→ **MATERIAL SUPPLIED**
[start]
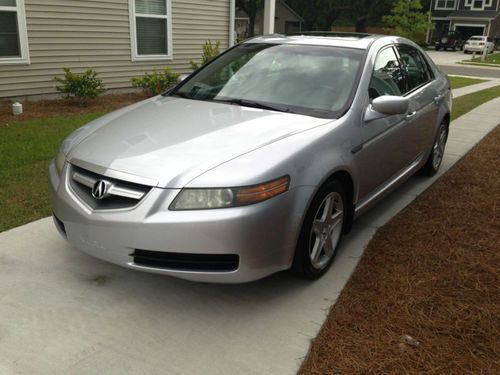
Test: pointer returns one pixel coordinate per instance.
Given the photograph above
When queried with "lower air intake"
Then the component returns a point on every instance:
(186, 262)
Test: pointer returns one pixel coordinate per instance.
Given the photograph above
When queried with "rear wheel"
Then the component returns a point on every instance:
(321, 232)
(436, 157)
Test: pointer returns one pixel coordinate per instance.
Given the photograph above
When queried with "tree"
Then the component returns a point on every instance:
(321, 14)
(408, 19)
(250, 7)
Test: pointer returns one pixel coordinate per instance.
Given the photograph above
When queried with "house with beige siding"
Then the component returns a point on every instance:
(120, 39)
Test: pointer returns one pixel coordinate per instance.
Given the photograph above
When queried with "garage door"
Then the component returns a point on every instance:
(468, 31)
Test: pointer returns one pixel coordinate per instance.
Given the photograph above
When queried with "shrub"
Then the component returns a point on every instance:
(210, 51)
(157, 82)
(83, 86)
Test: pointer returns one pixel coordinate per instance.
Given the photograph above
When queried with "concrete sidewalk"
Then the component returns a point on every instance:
(477, 87)
(62, 312)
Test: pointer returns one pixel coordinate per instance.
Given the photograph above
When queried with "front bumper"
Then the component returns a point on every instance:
(263, 236)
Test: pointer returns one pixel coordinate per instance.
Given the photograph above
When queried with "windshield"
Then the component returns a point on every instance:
(312, 80)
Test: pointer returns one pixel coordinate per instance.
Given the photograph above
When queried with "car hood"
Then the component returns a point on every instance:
(171, 140)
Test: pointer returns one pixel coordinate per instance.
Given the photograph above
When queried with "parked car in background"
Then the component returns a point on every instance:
(478, 43)
(452, 40)
(257, 162)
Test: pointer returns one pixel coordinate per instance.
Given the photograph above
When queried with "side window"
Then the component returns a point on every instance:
(415, 67)
(387, 77)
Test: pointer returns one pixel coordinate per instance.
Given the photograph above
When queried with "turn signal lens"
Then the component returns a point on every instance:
(262, 192)
(202, 199)
(60, 160)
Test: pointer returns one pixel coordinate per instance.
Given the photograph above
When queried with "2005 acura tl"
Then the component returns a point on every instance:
(256, 163)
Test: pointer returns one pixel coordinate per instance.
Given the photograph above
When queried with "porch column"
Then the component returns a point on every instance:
(269, 13)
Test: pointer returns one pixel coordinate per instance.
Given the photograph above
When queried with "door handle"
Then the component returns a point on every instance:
(438, 98)
(411, 115)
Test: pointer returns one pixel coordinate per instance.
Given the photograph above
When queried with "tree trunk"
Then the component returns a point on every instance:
(251, 25)
(361, 24)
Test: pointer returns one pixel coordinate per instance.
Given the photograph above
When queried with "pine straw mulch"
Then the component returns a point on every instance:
(425, 297)
(67, 107)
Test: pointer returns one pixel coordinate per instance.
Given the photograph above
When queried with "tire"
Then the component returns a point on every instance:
(435, 159)
(321, 231)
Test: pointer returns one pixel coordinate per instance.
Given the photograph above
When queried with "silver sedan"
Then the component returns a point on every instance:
(256, 163)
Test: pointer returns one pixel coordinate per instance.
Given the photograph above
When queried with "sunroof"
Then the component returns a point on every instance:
(334, 34)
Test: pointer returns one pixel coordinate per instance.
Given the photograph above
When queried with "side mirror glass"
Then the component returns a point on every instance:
(385, 106)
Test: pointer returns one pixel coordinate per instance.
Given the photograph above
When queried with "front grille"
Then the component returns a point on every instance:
(186, 262)
(120, 194)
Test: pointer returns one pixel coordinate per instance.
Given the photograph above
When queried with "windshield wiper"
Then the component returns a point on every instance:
(254, 104)
(180, 95)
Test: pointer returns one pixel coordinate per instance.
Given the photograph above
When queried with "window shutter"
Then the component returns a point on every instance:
(9, 34)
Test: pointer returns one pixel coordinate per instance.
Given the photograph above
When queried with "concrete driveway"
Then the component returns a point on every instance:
(447, 61)
(447, 57)
(63, 312)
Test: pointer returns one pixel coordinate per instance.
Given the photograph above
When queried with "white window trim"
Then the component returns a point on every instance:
(133, 34)
(454, 27)
(486, 4)
(23, 35)
(445, 8)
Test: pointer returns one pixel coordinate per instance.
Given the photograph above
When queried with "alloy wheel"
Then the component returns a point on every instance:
(326, 230)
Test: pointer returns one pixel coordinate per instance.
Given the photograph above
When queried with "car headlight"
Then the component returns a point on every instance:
(60, 160)
(202, 199)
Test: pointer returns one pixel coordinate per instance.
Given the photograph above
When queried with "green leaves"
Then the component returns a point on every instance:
(210, 51)
(156, 82)
(83, 86)
(408, 19)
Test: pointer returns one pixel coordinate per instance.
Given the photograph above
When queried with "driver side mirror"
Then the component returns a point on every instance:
(385, 106)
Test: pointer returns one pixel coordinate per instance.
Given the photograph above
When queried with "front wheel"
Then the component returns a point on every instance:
(436, 157)
(321, 231)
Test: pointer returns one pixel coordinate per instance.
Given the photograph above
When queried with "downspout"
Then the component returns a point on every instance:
(269, 14)
(232, 15)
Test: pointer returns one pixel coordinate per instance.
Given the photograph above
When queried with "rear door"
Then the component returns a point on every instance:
(384, 148)
(421, 90)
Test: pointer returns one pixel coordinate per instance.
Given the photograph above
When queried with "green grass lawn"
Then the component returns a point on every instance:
(26, 148)
(457, 82)
(466, 103)
(493, 58)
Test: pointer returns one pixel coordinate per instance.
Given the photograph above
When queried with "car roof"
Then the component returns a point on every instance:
(332, 39)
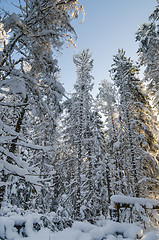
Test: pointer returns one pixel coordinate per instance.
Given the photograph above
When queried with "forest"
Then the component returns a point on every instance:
(76, 160)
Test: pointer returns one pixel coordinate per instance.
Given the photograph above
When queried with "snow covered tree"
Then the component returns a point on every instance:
(107, 100)
(148, 37)
(78, 132)
(137, 119)
(29, 85)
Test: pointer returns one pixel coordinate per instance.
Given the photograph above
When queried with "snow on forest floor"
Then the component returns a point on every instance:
[end]
→ **YOUR OBJECTIVE**
Repeat the records above exactly, leaving out any pictures they contain.

→ **SOLVED PROBLEM**
Test: pointer returns one pixel coordinate per instance.
Given the photograph above
When queried with "lower air intake"
Then the component returns a point on every instance:
(186, 262)
Test: pointer returns one pixel coordinate per instance.
Given the photograph above
When queried with "rear wheel"
Then the component returns a point on every instance:
(321, 232)
(436, 157)
Test: pointer returns one pixel coordinate per instance.
Given the photograph above
When queried with "tree"
Then the component returns a point on every instance:
(321, 14)
(408, 19)
(250, 7)
Test: pointer returns one pixel coordinate per instance.
Given the photograph above
When queried with "house with beige siding"
Then the component returns a point on every instance:
(120, 39)
Test: pointer returns one pixel coordinate per instance.
Given the photograph above
When queried with "garage door"
Then the component returns a point on every instance:
(468, 31)
Test: pointer returns one pixel coordinate per instance.
Given the photograph above
When queried with "shrub"
Then the component returns a point on every instance:
(210, 51)
(157, 82)
(83, 86)
Test: pointer returns one pixel coordinate per instance.
Given the photograph above
When queried with "concrete sidewalk"
Then the component returns a point on every instance:
(477, 87)
(62, 312)
Test: pointer returns one pixel coordinate per instance.
Given the photograph above
When queried with "front bumper"
Then the component returns a point on every instance:
(263, 236)
Test: pointer returns one pixel coordinate per instance.
Given the photograph above
When queried with "windshield"
Then the component returns a point on every instance:
(312, 80)
Test: pointer returns one pixel coordinate per instance.
Given the photograph above
When queried with "car hood"
Then the component returns a point on every instance:
(171, 140)
Test: pointer returns one pixel coordinate per instance.
Given the photograph above
When queried with "parked car in background"
Then the component returns a point on every instance:
(478, 43)
(452, 40)
(257, 162)
Test: pointer returns one pixel coordinate per instance.
Given the photograph above
When queried with "side window"
Then the component returns a point on every instance:
(415, 67)
(387, 77)
Test: pointer returns one pixel coordinate per instance.
Given the photograph above
When queried with "turn signal lens"
Then the component returns a point on every instance:
(262, 192)
(202, 199)
(60, 160)
Test: pointer returns one pixel coordinate per instance.
Given the photograph above
When queried with "2005 acura tl"
Then the component returns a point on every instance:
(256, 163)
Test: pointer returns one pixel coordinate per instance.
Given the photograph above
When queried with "porch column"
Then the component returns a point on every instance:
(269, 13)
Test: pointer returns one pixel coordinate per instance.
Given the photograph above
When queried with "door handle"
Then the component returns a point on every instance:
(438, 98)
(411, 115)
Test: pointer returns one pixel coordinate per instance.
Given the photograph above
When queried with "tree trunk"
Then the component returns a point on every instance:
(251, 25)
(361, 24)
Test: pointer returns one pixel coordinate per instance.
Given the photograph above
When queried with "pine straw mulch"
Then the component returns a point on every instance:
(425, 297)
(67, 107)
Test: pointer returns one pixel coordinate per instance.
Given the photograph above
When queried with "tire"
Then the component returns a point on every instance:
(435, 159)
(321, 231)
Test: pointer returns one pixel coordinate per instance.
Given the photograph above
When queried with "silver sedan"
Then the component returns a point on every instance:
(256, 163)
Test: pointer returns one pixel coordinate per instance.
Given the photograph above
When queried with "sunroof"
Then the component returns a point on every instance:
(334, 34)
Test: pointer returns one pixel coordinate per instance.
Given the photograph above
When queried with "side mirror glass"
Then the component returns a point on every instance:
(385, 106)
Test: pointer returns one pixel coordinate per instance.
Given the photograph above
When queried with "front grille"
Then the component returns a point on every instance:
(186, 262)
(120, 194)
Test: pointer returns one pixel coordinate per instance.
Given the photograph above
When queried with "windshield wiper"
Then the component returns a point on every instance:
(254, 104)
(180, 95)
Test: pointer returns one pixel coordinate per instance.
Given the photograph above
When queried with "window shutter"
Then the component returns a point on every instance:
(9, 34)
Test: pointer returns one pixel coordinate per instance.
Given the photograph above
When queried with "concrete driveway"
Then the component returns a point on every instance:
(447, 61)
(447, 57)
(63, 312)
Test: pointer returns one pixel coordinate per instance.
Given the photograph above
When queried with "white window trim"
Then the component returns a point on every instance:
(133, 34)
(454, 27)
(486, 4)
(23, 35)
(445, 8)
Test: pointer returns one pixel coordinate per instance.
Given the photograph above
When queried with "alloy wheel"
Then the component returns a point on every instance:
(326, 230)
Test: pointer returns one pixel coordinate per instance.
Given the photograph above
When queried with "car headlight"
Then the component returns a point on every instance:
(60, 160)
(202, 199)
Test: pointer returns one pixel coordinate per instance.
Given the photograph above
When queried with "green leaves"
Then the component returns a point on every instance:
(210, 51)
(156, 82)
(83, 86)
(408, 19)
Test: pointer returns one pixel coordinate per instance.
Given the photograph above
When queried with "driver side mirror"
Then the component returns a point on every instance:
(385, 106)
Test: pointer returns one pixel coordinate per instance.
Given the photograph above
When queried with "front wheel"
Then the component returns a point on every instance:
(436, 157)
(321, 231)
Test: pointer returns one pixel coordinate per instance.
Given the photograph above
When queried with "downspout"
Then the component returns a point on every instance:
(269, 14)
(232, 15)
Test: pointer returns one pixel coordinate per instance.
Given the photograph above
When queried with "rear door"
Then the component returns a point on every instance:
(384, 148)
(421, 90)
Test: pointer returns one pixel coordinate per instance.
Given the photograph above
When queried with "green grass lawn"
Then the component returns a point on every instance:
(26, 148)
(457, 82)
(466, 103)
(493, 58)
Test: pointer returns one pixel coordinate per instance.
Given the photograph above
When queried with "car roof"
Then the component returns a point on every instance:
(332, 39)
Test: pointer returns one pixel coordinate per instance.
Given the photograph above
When queried with "forest"
Then the component returns a point on every instance:
(76, 160)
Test: pointer returns one pixel coordinate per instance.
Given the photograph above
When queried with "snow covered tree"
Then the component returns a point on every instance:
(107, 100)
(148, 37)
(78, 132)
(137, 119)
(29, 85)
Test: pointer returns one pixel coordinate per instance.
Given the photograph above
When queried with "snow on forest floor"
Then the component returns a point on every instance:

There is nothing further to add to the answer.